Task details: For the data below, work out how many lines contain the word "desk" and supply only that number.

Task inputs:
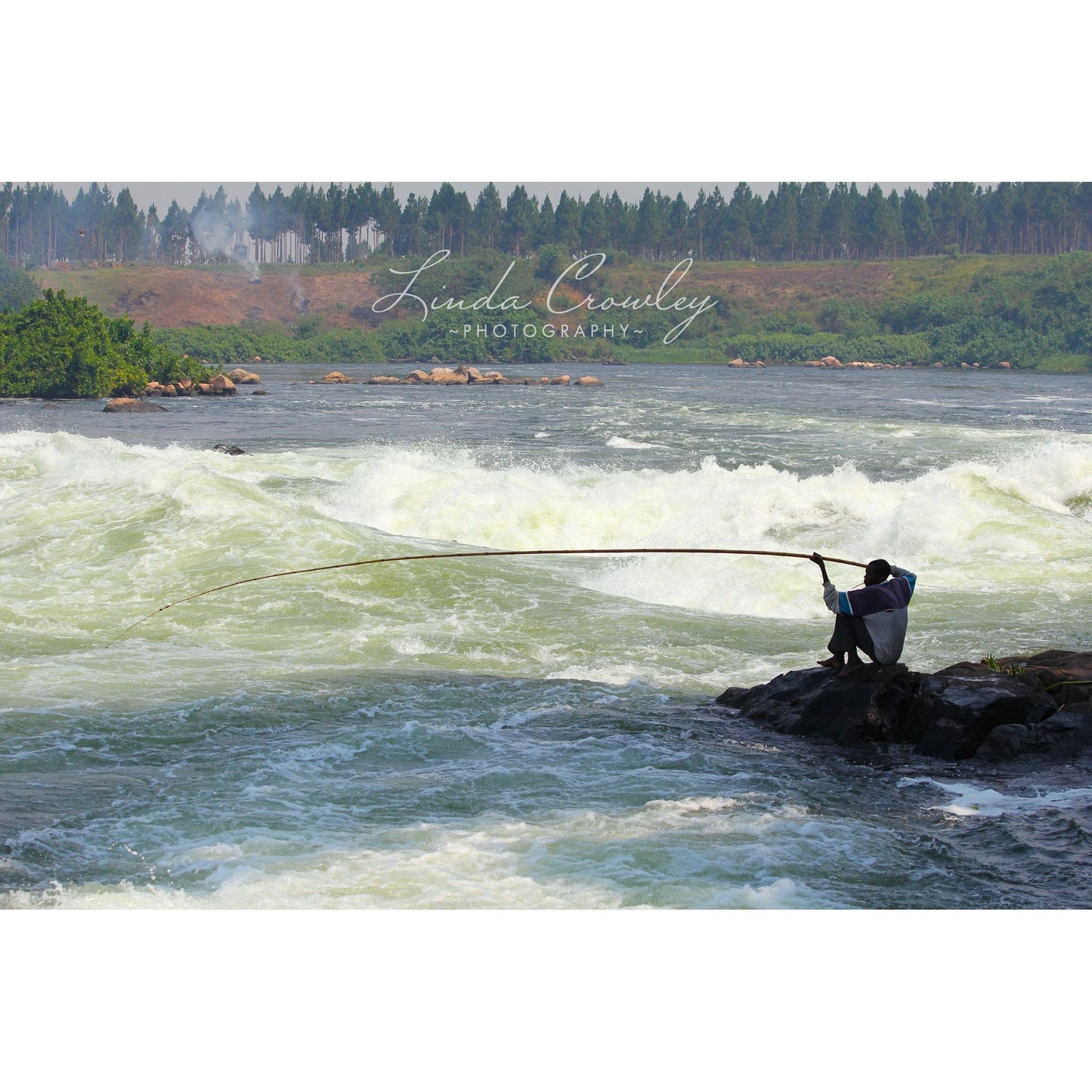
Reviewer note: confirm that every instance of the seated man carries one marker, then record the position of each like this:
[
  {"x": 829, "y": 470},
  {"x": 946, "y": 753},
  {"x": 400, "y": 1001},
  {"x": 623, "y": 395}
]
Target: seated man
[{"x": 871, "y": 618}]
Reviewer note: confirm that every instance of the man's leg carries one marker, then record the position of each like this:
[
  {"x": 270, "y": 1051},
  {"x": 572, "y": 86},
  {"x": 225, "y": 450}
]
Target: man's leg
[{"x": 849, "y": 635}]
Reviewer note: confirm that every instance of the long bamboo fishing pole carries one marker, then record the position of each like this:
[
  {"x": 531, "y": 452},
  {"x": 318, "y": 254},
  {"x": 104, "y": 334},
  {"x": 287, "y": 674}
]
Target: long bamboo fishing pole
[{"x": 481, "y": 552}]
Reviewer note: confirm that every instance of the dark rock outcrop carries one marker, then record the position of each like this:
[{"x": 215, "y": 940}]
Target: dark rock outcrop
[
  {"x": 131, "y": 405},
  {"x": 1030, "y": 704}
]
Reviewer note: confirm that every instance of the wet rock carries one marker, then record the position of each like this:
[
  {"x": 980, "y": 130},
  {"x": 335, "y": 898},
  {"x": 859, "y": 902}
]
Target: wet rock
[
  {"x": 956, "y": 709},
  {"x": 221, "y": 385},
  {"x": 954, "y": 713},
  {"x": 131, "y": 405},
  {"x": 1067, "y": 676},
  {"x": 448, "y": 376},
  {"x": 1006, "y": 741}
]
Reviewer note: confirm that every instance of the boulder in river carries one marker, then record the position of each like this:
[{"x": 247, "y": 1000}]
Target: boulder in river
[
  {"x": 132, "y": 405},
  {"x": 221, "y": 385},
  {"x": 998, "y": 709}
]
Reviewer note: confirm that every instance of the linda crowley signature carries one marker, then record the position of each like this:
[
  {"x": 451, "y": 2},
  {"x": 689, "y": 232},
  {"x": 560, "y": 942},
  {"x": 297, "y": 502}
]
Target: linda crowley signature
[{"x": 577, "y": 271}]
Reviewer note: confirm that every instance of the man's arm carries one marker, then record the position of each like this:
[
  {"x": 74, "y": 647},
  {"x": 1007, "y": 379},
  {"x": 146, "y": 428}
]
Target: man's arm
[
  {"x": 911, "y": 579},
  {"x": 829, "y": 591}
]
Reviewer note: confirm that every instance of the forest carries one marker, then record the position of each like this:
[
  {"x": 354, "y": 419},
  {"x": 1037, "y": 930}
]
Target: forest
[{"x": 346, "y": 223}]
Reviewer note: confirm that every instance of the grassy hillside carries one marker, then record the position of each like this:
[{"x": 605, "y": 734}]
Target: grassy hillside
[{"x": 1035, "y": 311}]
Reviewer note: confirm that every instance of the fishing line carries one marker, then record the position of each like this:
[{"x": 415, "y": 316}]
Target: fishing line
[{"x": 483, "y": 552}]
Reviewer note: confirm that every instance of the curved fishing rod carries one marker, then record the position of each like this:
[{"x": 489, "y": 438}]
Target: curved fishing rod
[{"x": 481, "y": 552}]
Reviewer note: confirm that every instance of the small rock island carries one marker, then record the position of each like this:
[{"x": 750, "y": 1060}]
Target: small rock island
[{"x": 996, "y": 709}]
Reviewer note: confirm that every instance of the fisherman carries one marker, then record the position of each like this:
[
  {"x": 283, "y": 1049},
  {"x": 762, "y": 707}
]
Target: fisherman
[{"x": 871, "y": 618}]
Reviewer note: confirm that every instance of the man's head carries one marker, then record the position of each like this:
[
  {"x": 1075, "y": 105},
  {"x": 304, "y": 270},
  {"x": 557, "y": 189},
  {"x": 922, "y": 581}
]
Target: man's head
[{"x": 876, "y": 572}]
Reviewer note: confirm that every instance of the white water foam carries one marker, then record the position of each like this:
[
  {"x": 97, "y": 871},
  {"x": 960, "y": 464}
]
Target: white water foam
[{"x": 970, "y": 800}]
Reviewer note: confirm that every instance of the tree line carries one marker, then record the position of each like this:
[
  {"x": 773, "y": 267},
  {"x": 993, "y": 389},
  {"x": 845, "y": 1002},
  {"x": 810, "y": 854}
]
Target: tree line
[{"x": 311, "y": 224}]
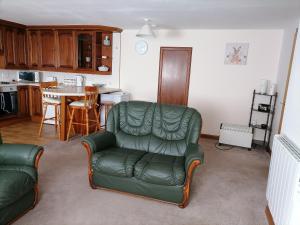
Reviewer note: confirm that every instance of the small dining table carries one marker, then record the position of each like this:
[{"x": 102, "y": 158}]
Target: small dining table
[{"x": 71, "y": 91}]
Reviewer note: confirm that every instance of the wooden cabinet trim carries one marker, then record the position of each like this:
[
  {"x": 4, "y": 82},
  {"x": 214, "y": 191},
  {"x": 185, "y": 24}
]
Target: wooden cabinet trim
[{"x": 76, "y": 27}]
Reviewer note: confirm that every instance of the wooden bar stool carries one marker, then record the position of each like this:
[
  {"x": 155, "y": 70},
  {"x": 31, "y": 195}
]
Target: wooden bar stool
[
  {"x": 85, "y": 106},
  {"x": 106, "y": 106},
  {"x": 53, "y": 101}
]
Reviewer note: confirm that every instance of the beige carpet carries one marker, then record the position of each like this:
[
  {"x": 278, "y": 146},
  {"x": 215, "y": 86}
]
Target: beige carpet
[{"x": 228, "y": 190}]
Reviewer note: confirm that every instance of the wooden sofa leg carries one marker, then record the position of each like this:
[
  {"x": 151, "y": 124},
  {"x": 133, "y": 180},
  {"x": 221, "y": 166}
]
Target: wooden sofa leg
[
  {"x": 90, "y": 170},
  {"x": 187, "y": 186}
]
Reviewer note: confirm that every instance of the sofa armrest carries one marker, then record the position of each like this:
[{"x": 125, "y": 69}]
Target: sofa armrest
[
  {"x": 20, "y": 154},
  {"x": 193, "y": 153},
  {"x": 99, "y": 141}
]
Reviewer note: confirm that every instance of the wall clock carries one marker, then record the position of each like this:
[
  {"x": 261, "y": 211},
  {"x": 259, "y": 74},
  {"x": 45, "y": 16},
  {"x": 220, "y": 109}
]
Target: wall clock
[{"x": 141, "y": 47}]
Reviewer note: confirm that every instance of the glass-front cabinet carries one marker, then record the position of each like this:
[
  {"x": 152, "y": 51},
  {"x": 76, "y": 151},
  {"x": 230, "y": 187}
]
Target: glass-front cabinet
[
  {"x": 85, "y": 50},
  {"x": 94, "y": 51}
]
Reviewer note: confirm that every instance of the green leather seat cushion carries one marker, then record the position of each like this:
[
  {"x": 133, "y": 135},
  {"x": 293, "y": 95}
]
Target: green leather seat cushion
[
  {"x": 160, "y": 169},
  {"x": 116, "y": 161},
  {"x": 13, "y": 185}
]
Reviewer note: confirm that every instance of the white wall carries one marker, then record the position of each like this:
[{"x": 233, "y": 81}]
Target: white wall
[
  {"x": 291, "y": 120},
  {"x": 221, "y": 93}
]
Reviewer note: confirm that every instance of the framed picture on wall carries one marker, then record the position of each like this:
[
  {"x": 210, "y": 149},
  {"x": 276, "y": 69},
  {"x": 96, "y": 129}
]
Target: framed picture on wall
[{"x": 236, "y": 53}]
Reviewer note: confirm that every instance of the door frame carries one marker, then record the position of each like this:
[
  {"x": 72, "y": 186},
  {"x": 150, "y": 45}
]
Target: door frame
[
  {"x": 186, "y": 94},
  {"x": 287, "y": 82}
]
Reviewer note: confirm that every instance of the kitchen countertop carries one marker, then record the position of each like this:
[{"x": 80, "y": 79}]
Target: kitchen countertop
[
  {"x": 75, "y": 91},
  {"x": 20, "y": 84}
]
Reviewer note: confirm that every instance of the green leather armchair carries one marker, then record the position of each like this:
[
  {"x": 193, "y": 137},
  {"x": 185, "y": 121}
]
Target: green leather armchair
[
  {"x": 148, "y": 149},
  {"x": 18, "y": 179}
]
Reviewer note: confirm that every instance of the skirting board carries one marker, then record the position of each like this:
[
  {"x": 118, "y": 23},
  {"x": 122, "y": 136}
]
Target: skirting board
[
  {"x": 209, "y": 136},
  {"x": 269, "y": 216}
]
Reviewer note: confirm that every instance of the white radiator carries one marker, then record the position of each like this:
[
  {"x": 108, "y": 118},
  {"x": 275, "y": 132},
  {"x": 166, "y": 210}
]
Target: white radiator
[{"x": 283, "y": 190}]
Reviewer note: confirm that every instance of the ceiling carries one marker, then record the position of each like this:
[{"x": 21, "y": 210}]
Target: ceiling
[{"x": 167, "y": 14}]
* * *
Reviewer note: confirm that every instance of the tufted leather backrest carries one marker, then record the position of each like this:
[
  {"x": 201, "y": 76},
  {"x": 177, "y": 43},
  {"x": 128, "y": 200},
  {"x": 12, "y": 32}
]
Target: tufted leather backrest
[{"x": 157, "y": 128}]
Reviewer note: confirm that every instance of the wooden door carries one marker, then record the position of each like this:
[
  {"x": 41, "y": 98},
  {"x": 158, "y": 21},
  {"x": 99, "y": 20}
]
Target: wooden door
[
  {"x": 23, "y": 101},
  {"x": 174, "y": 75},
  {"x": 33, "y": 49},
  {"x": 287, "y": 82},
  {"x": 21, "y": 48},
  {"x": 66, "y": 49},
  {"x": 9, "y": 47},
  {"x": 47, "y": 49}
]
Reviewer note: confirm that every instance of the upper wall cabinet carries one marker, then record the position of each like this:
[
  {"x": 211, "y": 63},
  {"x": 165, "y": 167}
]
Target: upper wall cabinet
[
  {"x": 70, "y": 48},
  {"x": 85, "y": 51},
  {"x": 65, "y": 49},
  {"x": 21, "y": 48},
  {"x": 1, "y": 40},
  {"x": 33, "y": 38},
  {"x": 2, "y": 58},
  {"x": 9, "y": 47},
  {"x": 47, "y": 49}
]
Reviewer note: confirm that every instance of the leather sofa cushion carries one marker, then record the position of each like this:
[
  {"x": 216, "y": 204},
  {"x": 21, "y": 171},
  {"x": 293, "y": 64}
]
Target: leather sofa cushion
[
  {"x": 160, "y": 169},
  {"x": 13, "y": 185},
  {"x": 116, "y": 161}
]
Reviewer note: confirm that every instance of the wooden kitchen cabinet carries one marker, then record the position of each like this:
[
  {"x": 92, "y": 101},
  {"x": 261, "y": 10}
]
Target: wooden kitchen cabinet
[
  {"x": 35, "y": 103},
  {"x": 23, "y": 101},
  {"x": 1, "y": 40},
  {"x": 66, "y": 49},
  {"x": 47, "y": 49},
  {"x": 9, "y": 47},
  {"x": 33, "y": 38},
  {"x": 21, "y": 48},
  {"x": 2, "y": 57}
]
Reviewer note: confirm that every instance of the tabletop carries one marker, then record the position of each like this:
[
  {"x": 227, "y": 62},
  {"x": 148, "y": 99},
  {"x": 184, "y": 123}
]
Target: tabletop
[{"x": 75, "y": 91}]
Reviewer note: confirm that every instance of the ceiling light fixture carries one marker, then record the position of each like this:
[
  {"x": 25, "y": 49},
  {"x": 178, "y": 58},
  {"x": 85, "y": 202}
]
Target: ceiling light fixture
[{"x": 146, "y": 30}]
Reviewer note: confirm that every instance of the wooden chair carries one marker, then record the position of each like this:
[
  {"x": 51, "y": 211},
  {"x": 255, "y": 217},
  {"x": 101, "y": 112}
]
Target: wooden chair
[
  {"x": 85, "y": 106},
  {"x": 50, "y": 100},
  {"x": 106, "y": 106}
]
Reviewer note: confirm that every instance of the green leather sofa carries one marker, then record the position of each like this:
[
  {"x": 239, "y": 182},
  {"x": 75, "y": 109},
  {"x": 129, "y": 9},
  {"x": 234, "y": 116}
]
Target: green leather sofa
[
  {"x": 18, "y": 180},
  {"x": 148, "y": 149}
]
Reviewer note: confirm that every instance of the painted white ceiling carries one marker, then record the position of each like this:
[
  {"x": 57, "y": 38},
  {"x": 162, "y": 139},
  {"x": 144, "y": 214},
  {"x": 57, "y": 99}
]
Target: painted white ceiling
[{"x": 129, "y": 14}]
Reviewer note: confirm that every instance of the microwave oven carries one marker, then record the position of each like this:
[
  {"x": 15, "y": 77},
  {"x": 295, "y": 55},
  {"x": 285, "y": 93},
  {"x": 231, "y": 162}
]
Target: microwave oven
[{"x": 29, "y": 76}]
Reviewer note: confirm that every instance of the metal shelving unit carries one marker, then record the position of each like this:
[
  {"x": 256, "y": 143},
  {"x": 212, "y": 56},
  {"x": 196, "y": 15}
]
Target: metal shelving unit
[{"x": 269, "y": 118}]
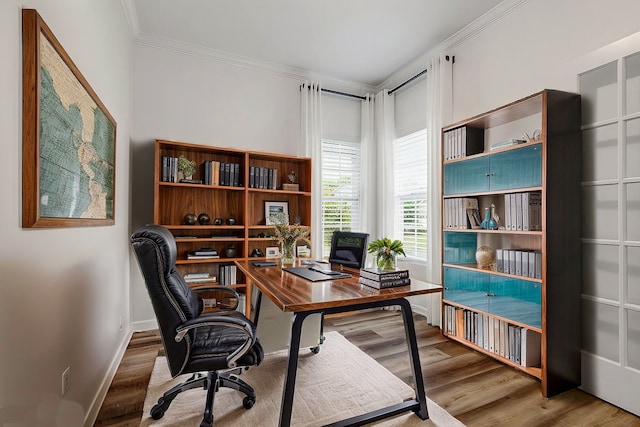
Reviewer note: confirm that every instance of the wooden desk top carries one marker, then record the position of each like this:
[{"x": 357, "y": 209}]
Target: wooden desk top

Exercise output: 2